- Work instructions
The required output is the complete data, repeated without alteration.
═════ Record excerpts
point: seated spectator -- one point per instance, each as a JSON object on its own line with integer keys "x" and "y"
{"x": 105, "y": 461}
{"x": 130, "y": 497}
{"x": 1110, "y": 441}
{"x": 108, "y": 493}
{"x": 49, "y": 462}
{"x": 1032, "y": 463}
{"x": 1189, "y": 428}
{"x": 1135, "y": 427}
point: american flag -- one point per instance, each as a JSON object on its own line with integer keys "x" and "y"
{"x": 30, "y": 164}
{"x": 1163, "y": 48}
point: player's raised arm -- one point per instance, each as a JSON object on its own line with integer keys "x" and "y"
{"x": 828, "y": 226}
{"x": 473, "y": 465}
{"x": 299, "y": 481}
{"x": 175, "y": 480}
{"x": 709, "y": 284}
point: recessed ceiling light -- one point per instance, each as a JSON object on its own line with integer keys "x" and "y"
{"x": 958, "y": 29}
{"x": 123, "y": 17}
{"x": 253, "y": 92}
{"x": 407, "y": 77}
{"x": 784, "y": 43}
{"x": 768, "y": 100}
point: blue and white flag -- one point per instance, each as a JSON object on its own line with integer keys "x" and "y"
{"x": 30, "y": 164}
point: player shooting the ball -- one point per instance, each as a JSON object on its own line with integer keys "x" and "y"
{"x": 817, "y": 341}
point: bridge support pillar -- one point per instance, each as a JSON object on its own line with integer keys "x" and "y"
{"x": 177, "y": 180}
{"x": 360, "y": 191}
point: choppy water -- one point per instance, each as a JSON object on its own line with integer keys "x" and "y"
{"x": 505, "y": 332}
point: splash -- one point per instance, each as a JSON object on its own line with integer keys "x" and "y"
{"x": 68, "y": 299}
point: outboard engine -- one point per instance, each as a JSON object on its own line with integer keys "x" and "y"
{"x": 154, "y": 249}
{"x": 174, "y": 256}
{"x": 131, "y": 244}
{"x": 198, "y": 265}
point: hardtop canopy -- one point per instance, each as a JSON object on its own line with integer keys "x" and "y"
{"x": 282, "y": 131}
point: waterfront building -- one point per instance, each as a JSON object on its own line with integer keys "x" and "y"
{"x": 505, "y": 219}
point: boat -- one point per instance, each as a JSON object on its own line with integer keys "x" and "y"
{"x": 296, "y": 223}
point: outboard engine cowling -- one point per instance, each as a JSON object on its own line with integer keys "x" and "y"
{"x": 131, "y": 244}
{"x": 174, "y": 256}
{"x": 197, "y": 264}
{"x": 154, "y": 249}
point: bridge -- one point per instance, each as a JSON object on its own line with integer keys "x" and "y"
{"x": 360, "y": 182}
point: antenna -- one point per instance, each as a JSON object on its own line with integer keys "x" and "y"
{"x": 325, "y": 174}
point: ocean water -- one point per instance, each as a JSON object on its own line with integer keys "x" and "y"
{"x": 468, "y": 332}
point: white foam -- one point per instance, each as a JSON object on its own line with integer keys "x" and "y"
══════════
- Expected answer
point: seated spectator -- one point per instance, each as a JSON object on its own line with integer keys "x" and "y"
{"x": 105, "y": 461}
{"x": 130, "y": 497}
{"x": 1110, "y": 441}
{"x": 108, "y": 493}
{"x": 49, "y": 462}
{"x": 1032, "y": 463}
{"x": 1189, "y": 428}
{"x": 1135, "y": 427}
point: american flag -- one point per instance, each as a JSON object on its own line with integer keys "x" and "y"
{"x": 30, "y": 164}
{"x": 1163, "y": 48}
point: player's raised arm -- one point per instance, each as a JSON object on its own line with integer keys "x" and "y"
{"x": 828, "y": 226}
{"x": 473, "y": 465}
{"x": 299, "y": 481}
{"x": 175, "y": 480}
{"x": 709, "y": 284}
point: recessed ceiling light -- one point per instance, each as a JSON object on its own line with integer keys "x" and "y"
{"x": 958, "y": 29}
{"x": 123, "y": 17}
{"x": 253, "y": 92}
{"x": 407, "y": 77}
{"x": 784, "y": 43}
{"x": 768, "y": 100}
point: blue and white flag -- one point per instance, each as a JSON object on its own line with integer keys "x" and "y"
{"x": 30, "y": 164}
point: player shooting the ball -- one point per instance, each as a JSON object on its own line with integer keys "x" and "y"
{"x": 817, "y": 341}
point: bridge support pillar -- one point per instance, each as a JSON object on its own line with integer keys "x" and "y"
{"x": 177, "y": 180}
{"x": 360, "y": 191}
point: choppy water -- one point per instance, each as a JSON object on its own line with integer keys "x" and "y"
{"x": 505, "y": 332}
point: splash -- one point per instance, each as a JSON object on its own line with integer keys "x" and "y"
{"x": 68, "y": 299}
point: outboard engine -- one point per instance, each as a JSON object on its own line with integer keys "x" and "y"
{"x": 154, "y": 249}
{"x": 174, "y": 256}
{"x": 131, "y": 244}
{"x": 198, "y": 265}
point: hardtop canopy -- one point per instance, each as a JSON object on its own line with integer keys "x" and "y"
{"x": 282, "y": 131}
point: waterfront building -- one point per instance, each as a JSON object on its own line with integer keys "x" and "y"
{"x": 505, "y": 219}
point: boat -- one point per instance, each as a JSON object on its own line with integer keys "x" and "y"
{"x": 296, "y": 223}
point: outboard engine cowling -- one point per instance, each as a JSON object on its own line with integer keys "x" and "y"
{"x": 131, "y": 244}
{"x": 174, "y": 256}
{"x": 197, "y": 264}
{"x": 154, "y": 249}
point: bridge -- one point per instance, each as a JSON object on its own line with integer keys "x" and "y"
{"x": 360, "y": 182}
point: antenna -- one point per instance, each as a JSON object on its own line with integer keys "x" and "y"
{"x": 325, "y": 174}
point: ocean water -- one point per instance, each as a JSON object on its own line with integer keys "x" and "y"
{"x": 468, "y": 332}
point: white foam -- one point per instance, each as a JSON object on its own line with integer keys "x" and "y"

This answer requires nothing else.